[TEXT PROVIDED]:
++++++++++++++++++++
PAINTERS AND SCULPTORS
COMPOSERS
STRAVINSKY
HAROLD ARLEN
ARTISTS
SINATRA
NAT KING COLE
MY FRIEND PIAF
RUDOLF NUREYEV
ELISABETH BERGNER
AFTER THE DEVIL IS A WOMAN
THE GARDEN OF ALLAH
COSTUMES
PHOTOGRAPHERS
CHANGING STUDIOS
KISMET
PART TWO
THE WAR
A NEW ADVENTURE
BURT BACHARACH
FIRST STEPS IN TELEVISION
EPILOGUE
SELECTED CHRONOLOGY
INDEX
A BRIEF NOTE
THIS BOOK IS DEDICATED to no one in particular.
There is no “Tom, Dick, or Harry” in my lexicon.
I have written this book for those who enjoyed seeing me on the screen and on the stage, for those who made it possible for me to work, to earn money, to pay my taxes and to enjoy life’s fleeting pleasures.
Perhaps they will read this book.
Perhaps they will laugh a little with me.
FOREWORD
I DECIDED TO WRITE this book in order to clear up numerous misunderstandings.
Too much nonsense has been said about me by persons who wanted to make money by exploiting my name. How could I have stopped them? By the time I learned about their books, it was always too late. Nor did I know that these gentlemen who had the gall to spread slanders, to usurp a person’s private life, were protected by the laws of their own countries. There should be no need for me to emphasize that none of my so-called biographers ever had the courtesy to consult me—which speaks volumes about them.
These people have neither honor nor dignity, they belong to the breed Ernest Hemingway called “parasites.” My only defense—a sad one admittedly!—against them has always been to ignore their “work.” Whenever, after a stage performance in the United States or abroad, someone handed me one of these books to autograph, I always refused.
++++++++++++++++++++
(Image location labeling entries)
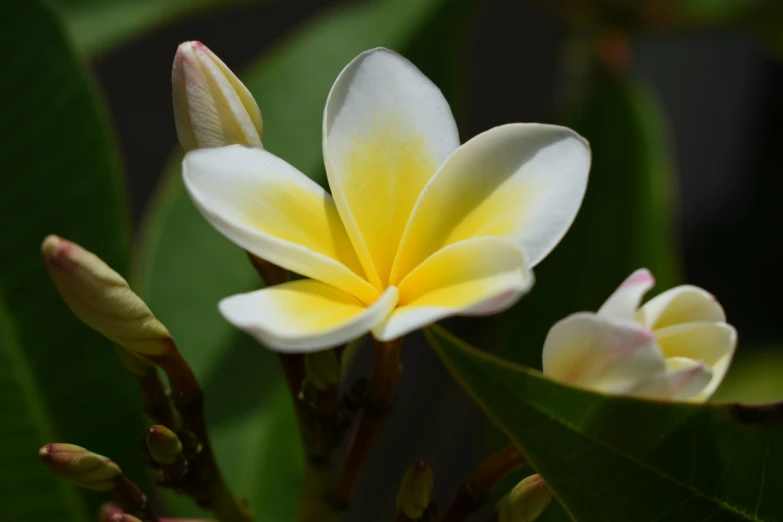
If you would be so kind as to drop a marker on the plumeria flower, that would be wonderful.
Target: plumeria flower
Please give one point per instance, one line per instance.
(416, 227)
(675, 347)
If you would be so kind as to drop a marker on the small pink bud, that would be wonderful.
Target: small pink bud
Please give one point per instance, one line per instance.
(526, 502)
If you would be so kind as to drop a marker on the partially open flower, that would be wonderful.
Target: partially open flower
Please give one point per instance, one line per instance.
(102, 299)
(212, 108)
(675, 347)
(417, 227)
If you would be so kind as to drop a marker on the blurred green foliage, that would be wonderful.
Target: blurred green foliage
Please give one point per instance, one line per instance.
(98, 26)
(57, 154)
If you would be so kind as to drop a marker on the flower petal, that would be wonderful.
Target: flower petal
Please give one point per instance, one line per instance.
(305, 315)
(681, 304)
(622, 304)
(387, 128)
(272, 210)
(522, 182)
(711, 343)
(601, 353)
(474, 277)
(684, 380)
++++++++++++++++++++
[COMPLETE THE FOLLOWING]:
[1] Reproduce the book excerpt verbatim, in full.
[2] Rewrite the entries from the line containing "foliage, that would be wonderful." through the final line of the entries, inclusive, substituting "hazy" for "blurred" and leaving all else unchanged. Return only those lines.

[REPLIES]:
[1]
PAINTERS AND SCULPTORS
COMPOSERS
STRAVINSKY
HAROLD ARLEN
ARTISTS
SINATRA
NAT KING COLE
MY FRIEND PIAF
RUDOLF NUREYEV
ELISABETH BERGNER
AFTER THE DEVIL IS A WOMAN
THE GARDEN OF ALLAH
COSTUMES
PHOTOGRAPHERS
CHANGING STUDIOS
KISMET
PART TWO
THE WAR
A NEW ADVENTURE
BURT BACHARACH
FIRST STEPS IN TELEVISION
EPILOGUE
SELECTED CHRONOLOGY
INDEX
A BRIEF NOTE
THIS BOOK IS DEDICATED to no one in particular.
There is no “Tom, Dick, or Harry” in my lexicon.
I have written this book for those who enjoyed seeing me on the screen and on the stage, for those who made it possible for me to work, to earn money, to pay my taxes and to enjoy life’s fleeting pleasures.
Perhaps they will read this book.
Perhaps they will laugh a little with me.
FOREWORD
I DECIDED TO WRITE this book in order to clear up numerous misunderstandings.
Too much nonsense has been said about me by persons who wanted to make money by exploiting my name. How could I have stopped them? By the time I learned about their books, it was always too late. Nor did I know that these gentlemen who had the gall to spread slanders, to usurp a person’s private life, were protected by the laws of their own countries. There should be no need for me to emphasize that none of my so-called biographers ever had the courtesy to consult me—which speaks volumes about them.
These people have neither honor nor dignity, they belong to the breed Ernest Hemingway called “parasites.” My only defense—a sad one admittedly!—against them has always been to ignore their “work.” Whenever, after a stage performance in the United States or abroad, someone handed me one of these books to autograph, I always refused.

[2]
If you would be so kind as to drop a marker on the hazy green foliage, that would be wonderful.
Target: hazy green foliage
Please give one point per instance, one line per instance.
(98, 26)
(57, 154)
If you would be so kind as to drop a marker on the flower petal, that would be wonderful.
Target: flower petal
Please give one point per instance, one line per instance.
(305, 315)
(681, 304)
(622, 304)
(387, 128)
(272, 210)
(522, 182)
(711, 343)
(601, 353)
(474, 277)
(684, 380)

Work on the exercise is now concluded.